US market praised, but global opportunities excite investors

The US market still presents huge opportunities to hospitality investors, but it is worth looking beyond its borders, according to an expert panel speaking on Tuesday at the NYU hospitality Industry Investment Conference in New York.

Said Eric Resnick, CEO of KSL Capital Partners: “Today I came back to realising that the structural advantages we have in the US are so great. I still think this is by far the best market to invest in in the world, it’s the deepest and most robust.

“I see a lot of growth in our US businesses. Maybe it will tilt a little more towards Europe and Asia but North America is where it’s at. Not because we don’t see opportunities globally - but there are more friction costs to getting things done beyond the US borders.”

Earnings differential

Kevin Jacobs, chief financial officer & president, global development at Hilton added: “Around 80 per cent of our rooms under construction are outside the US, but it’s going to take a long time before we are at fifty-fifty outside the US in terms of earnings.

“By the way, we are still growing in the US – it’s still the best and most transparent country in which to operate with the best rule of law. But we are also active in 126 countries, with 35 new countries in the pipeline - that’s probably the most that you can be in.

“Globally, the middle class has doubled in the past two decades and will probably double again. RevPAR premiums are bigger outside the US than in the US. We are not the only ones that have figured that out, but if we can win a bigger piece of the pie it will work in our favour.”

Noted Shai Zelering, a managing partner in Brookfield’s real estate group: “For us, in the last two years we’ve had about 60 per cent business in the US, and 40 per cent abroad. We are going to flip that.

“The growth that we are seeing in India is fantastic, while the institutionalisation of hotels in Southern Europe is something else we are focused on. We have had great success with Center Parcs in the UK. With certain businesses you are going to create growth over time – and they are going to get better and better.”

Loan book

Added Jeff Horowitz, global head of real estate, gaming & lodging, Bank of America: “Our business is generally 65-70 per cent, US, and a third outside. This year it was 90 per cent in the US. Our loan book is skewed here.

“A lot of the transactions tend to occur here or are by companies that are based here. There are also considerable capital flows from elsewhere, and that will continue to grow – which says that at some point, the investments will be there as well – but it’s slow. Here the transactions happen faster, there is more churn. I think over time, the business will stay US centric -  but perhaps not the capital.”

Mit Shah, CEO, Noble Investment Group, concluded: “This is a fantastic business. Many of us have gone through multiple cycles, from the global financial crisis to the Zika virus, Covid to geopolitical issues. Throughout all those things that have taken place the industry has come back stronger, and it will continue to do so because there are organisations and brands that are building great platforms.”

**Exercise aim:**
Render this sentence from the hospitality investment article in Spanish: "RevPAR premiums are bigger outside the US than in the US."

**Information shown:**
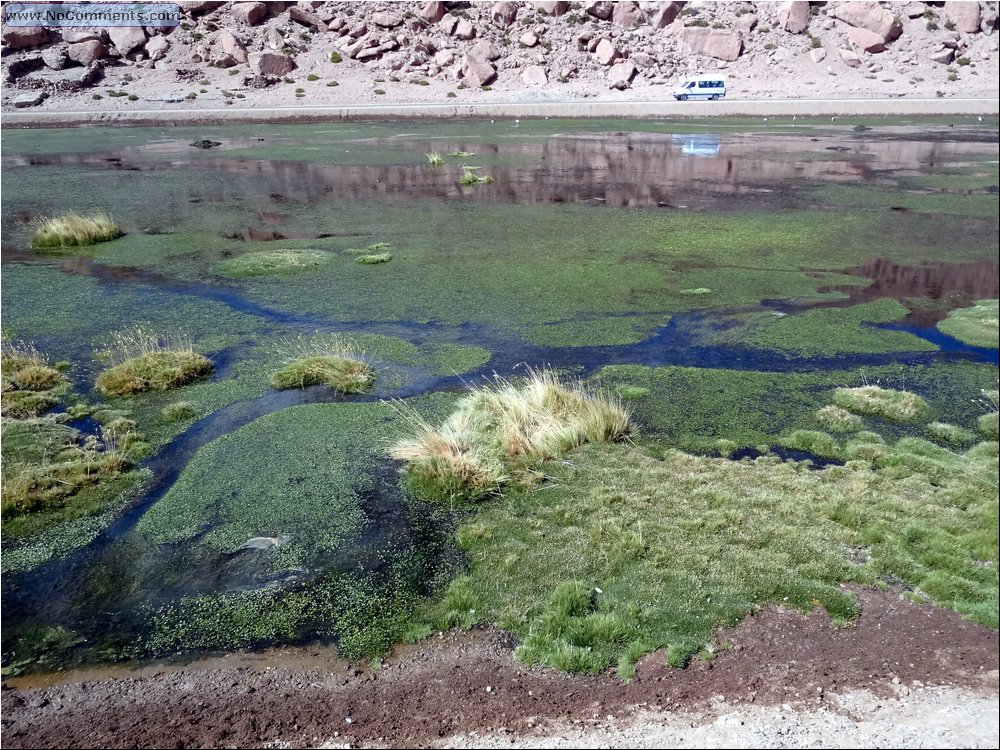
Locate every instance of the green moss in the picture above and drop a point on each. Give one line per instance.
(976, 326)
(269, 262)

---

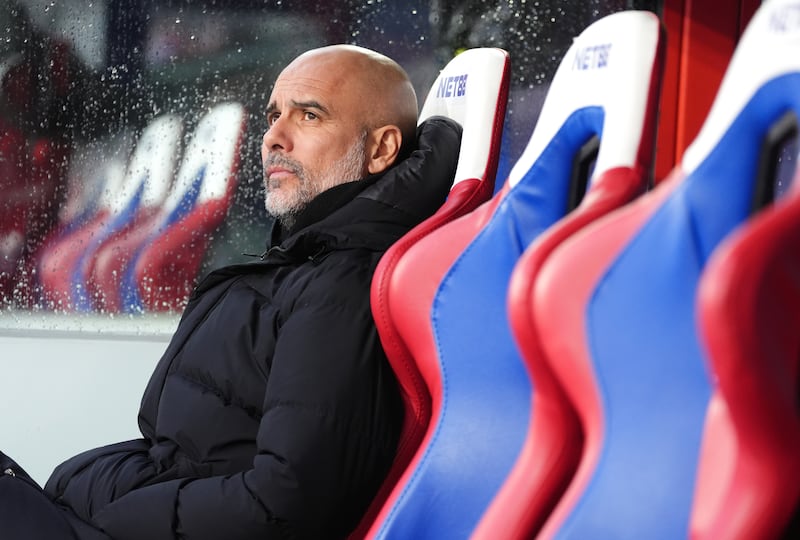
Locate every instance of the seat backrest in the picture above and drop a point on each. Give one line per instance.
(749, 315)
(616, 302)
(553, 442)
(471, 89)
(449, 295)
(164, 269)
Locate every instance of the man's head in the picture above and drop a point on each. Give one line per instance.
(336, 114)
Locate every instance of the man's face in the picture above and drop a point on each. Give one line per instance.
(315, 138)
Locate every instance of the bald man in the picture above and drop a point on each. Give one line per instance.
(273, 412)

**Result:**
Las primas de RevPAR son mayores fuera de Estados Unidos que en Estados Unidos.